#### PASSAGE SHOWN:
In search of St Valentine

IF EVER THERE was a case of a man’s sum being greater than his parts, it must be Saint Valentine; or is it more a case of the parts being all over the place? As the British greetings card industry pockets an annual £47.2 million spent on Valentine cards, confectioners, jewellers and balloon vendors go into overdrive and postmen deliver hernia-inducing loads of envelopes scrawled with silly rhymes, attempts to flesh out the saint of hearts and flowers can prove frustratingly ineffectual.

For the moment, however, I’m standing in the atrium of the Blessed John Duns Scotus Church in Glasgow - self-styled "City of Love", for this week at least - and contemplating a wood and brass reliquary casket bearing the words Corpus St Valentini Martyris. The saint’s remains, or some of them, are interred here in the Gorbals, an area not widely associated with romance, having been transferred to the 1960s-built church in 1999, when the local Franciscan community moved from the older St Francis’s church round the corner. The enshrining of the remains at their new home - on St Valentine’s Day, 1999 - prompted Glasgow to launch its "City of Love" festival which is currently in full, gleeful swing, with a programme of events of a generally romantic if largely non-ecclesiastical bent, from candle-lit cabarets to jazz concerts and saucy burlesque.

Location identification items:
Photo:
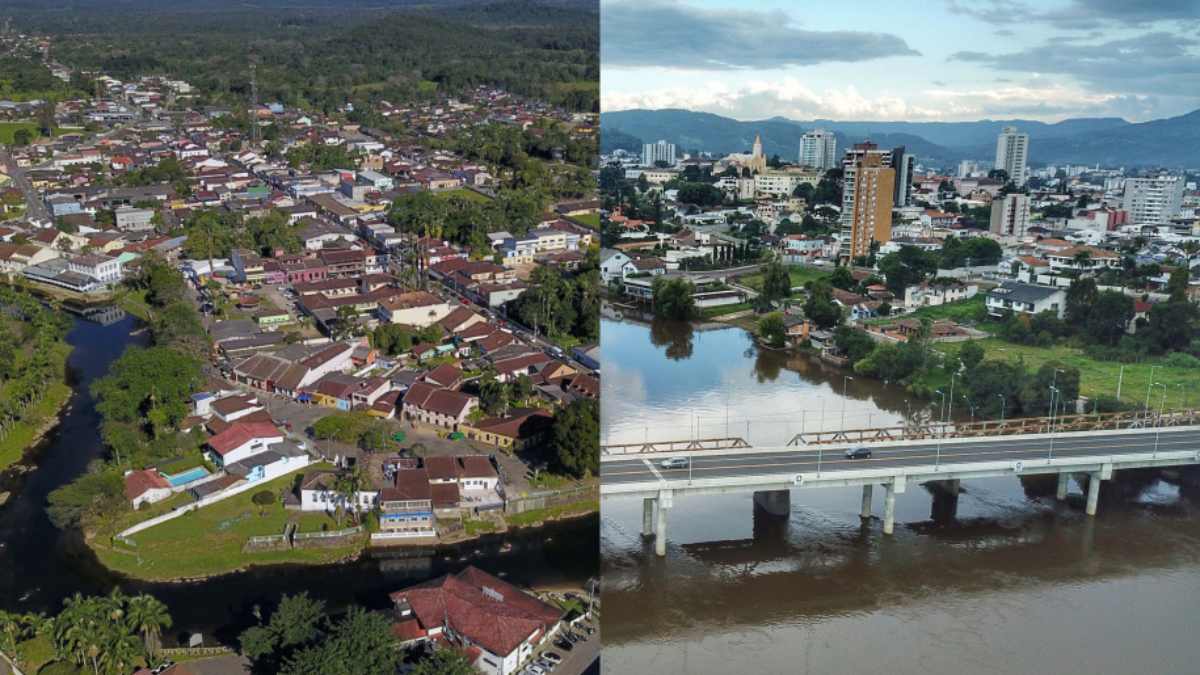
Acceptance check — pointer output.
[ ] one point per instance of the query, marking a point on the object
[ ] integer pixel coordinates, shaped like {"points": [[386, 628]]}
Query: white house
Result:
{"points": [[1025, 298], [241, 441]]}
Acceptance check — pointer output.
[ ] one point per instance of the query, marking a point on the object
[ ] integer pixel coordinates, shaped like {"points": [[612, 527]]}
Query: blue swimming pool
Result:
{"points": [[186, 477]]}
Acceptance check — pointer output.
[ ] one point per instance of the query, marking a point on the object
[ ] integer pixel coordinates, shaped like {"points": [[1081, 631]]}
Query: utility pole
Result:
{"points": [[253, 101]]}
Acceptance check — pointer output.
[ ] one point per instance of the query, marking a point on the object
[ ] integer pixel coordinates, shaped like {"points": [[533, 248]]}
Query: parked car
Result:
{"points": [[859, 452]]}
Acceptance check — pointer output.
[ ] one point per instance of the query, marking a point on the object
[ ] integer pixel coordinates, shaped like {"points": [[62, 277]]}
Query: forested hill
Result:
{"points": [[327, 52], [1173, 142]]}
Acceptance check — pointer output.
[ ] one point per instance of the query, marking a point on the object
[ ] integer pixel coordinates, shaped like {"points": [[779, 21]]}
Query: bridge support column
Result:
{"points": [[660, 530], [775, 502], [889, 508], [1093, 493], [1063, 481], [648, 517]]}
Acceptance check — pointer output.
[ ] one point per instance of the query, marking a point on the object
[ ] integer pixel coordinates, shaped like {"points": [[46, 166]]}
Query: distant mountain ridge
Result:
{"points": [[1089, 141]]}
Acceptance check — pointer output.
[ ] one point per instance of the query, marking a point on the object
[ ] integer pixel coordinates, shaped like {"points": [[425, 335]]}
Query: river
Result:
{"points": [[41, 565], [1013, 583]]}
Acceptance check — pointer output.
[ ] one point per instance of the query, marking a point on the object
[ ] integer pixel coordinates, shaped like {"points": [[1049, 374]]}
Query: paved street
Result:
{"points": [[35, 208], [801, 460]]}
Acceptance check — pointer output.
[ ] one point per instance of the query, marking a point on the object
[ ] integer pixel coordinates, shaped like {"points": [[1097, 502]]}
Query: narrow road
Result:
{"points": [[802, 460]]}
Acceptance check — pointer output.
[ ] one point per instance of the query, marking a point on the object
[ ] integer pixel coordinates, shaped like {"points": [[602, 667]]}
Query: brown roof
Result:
{"points": [[139, 482], [487, 610]]}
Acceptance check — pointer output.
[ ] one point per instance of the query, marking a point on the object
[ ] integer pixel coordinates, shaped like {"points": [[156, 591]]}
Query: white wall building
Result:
{"points": [[1013, 154]]}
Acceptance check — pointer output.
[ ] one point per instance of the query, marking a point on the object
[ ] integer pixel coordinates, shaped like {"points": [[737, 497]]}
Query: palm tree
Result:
{"points": [[149, 616]]}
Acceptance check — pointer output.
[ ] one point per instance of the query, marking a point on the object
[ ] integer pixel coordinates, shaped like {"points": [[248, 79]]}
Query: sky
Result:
{"points": [[903, 60]]}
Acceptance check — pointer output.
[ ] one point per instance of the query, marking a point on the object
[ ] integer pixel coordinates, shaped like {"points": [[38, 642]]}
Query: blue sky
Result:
{"points": [[904, 60]]}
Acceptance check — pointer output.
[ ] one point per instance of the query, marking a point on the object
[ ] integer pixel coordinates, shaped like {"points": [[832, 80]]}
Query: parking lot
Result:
{"points": [[574, 661]]}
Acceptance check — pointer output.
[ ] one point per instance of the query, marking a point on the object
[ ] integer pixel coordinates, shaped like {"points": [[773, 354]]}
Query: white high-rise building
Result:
{"points": [[1011, 215], [655, 153], [1153, 199], [819, 149], [1013, 154]]}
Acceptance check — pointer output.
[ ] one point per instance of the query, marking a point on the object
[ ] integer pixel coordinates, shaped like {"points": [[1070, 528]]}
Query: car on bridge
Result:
{"points": [[859, 452]]}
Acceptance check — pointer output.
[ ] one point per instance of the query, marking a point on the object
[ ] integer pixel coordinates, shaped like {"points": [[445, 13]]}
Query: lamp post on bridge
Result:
{"points": [[937, 460], [1158, 423], [1054, 392]]}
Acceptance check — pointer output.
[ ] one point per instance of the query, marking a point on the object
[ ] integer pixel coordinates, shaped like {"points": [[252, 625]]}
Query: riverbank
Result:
{"points": [[23, 436]]}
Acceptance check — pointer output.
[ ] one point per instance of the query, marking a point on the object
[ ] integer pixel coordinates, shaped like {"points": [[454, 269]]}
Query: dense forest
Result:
{"points": [[325, 55]]}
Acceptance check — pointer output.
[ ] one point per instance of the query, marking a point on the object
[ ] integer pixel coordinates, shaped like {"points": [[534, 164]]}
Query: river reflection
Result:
{"points": [[1003, 579]]}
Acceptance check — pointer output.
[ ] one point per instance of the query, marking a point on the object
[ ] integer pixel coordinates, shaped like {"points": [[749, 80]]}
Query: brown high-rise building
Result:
{"points": [[867, 203]]}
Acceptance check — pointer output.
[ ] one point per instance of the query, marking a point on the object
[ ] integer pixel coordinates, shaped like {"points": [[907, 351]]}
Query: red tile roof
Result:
{"points": [[141, 482], [239, 434], [487, 610]]}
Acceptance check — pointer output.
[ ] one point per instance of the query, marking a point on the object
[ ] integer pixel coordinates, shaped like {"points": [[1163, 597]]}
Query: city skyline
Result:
{"points": [[946, 61]]}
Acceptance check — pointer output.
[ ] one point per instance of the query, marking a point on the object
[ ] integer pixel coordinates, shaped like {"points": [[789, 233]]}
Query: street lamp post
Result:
{"points": [[1054, 392], [937, 459], [1149, 387], [1158, 423], [845, 381]]}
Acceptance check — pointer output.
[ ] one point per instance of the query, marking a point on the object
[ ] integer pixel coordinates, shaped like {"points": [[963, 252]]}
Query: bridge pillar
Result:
{"points": [[775, 502], [660, 530], [1063, 481], [1093, 493], [889, 508]]}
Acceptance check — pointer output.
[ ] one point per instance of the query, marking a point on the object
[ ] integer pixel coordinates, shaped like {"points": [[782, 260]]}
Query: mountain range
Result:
{"points": [[1170, 142]]}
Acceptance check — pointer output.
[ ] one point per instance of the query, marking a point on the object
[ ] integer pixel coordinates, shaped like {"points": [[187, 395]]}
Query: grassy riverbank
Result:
{"points": [[209, 542], [41, 416]]}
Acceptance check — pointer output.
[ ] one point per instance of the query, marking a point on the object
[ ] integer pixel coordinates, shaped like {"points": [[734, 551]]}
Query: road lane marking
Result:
{"points": [[651, 466], [912, 455]]}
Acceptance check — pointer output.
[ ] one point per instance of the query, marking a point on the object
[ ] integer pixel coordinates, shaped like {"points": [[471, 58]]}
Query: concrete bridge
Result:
{"points": [[771, 473]]}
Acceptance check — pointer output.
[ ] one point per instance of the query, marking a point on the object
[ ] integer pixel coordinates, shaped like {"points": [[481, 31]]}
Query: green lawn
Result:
{"points": [[469, 195], [1097, 377], [591, 220], [799, 274], [713, 312], [210, 541], [964, 311], [7, 129], [543, 514]]}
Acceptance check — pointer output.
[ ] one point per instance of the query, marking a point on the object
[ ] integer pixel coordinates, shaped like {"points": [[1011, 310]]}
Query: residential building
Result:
{"points": [[1153, 199], [1011, 215], [495, 621], [1013, 154], [1025, 298], [867, 204], [819, 149], [660, 151]]}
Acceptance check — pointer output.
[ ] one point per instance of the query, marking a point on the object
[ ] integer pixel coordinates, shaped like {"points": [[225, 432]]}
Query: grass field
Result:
{"points": [[713, 312], [544, 514], [7, 129], [23, 434], [210, 541], [799, 274], [591, 220], [1098, 377], [462, 192]]}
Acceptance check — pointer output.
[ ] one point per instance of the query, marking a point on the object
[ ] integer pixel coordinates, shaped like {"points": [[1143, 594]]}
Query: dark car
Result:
{"points": [[861, 452]]}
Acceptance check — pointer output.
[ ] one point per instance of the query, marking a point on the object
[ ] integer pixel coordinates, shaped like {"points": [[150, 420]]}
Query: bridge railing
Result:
{"points": [[673, 446], [1083, 422]]}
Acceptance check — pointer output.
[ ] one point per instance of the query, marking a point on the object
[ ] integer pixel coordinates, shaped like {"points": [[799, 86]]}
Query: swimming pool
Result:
{"points": [[186, 477]]}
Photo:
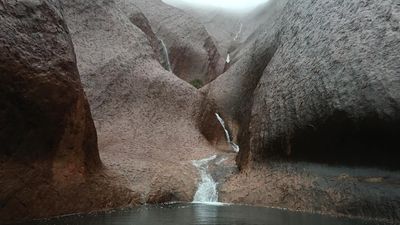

#### EXERCISE AIM:
Retype the passage about St Valentine between "For the moment, however, I’m" and "and saucy burlesque.", inclusive. The location identification items are not needed here.

#### COMPLETE ANSWER:
For the moment, however, I’m standing in the atrium of the Blessed John Duns Scotus Church in Glasgow - self-styled "City of Love", for this week at least - and contemplating a wood and brass reliquary casket bearing the words Corpus St Valentini Martyris. The saint’s remains, or some of them, are interred here in the Gorbals, an area not widely associated with romance, having been transferred to the 1960s-built church in 1999, when the local Franciscan community moved from the older St Francis’s church round the corner. The enshrining of the remains at their new home - on St Valentine’s Day, 1999 - prompted Glasgow to launch its "City of Love" festival which is currently in full, gleeful swing, with a programme of events of a generally romantic if largely non-ecclesiastical bent, from candle-lit cabarets to jazz concerts and saucy burlesque.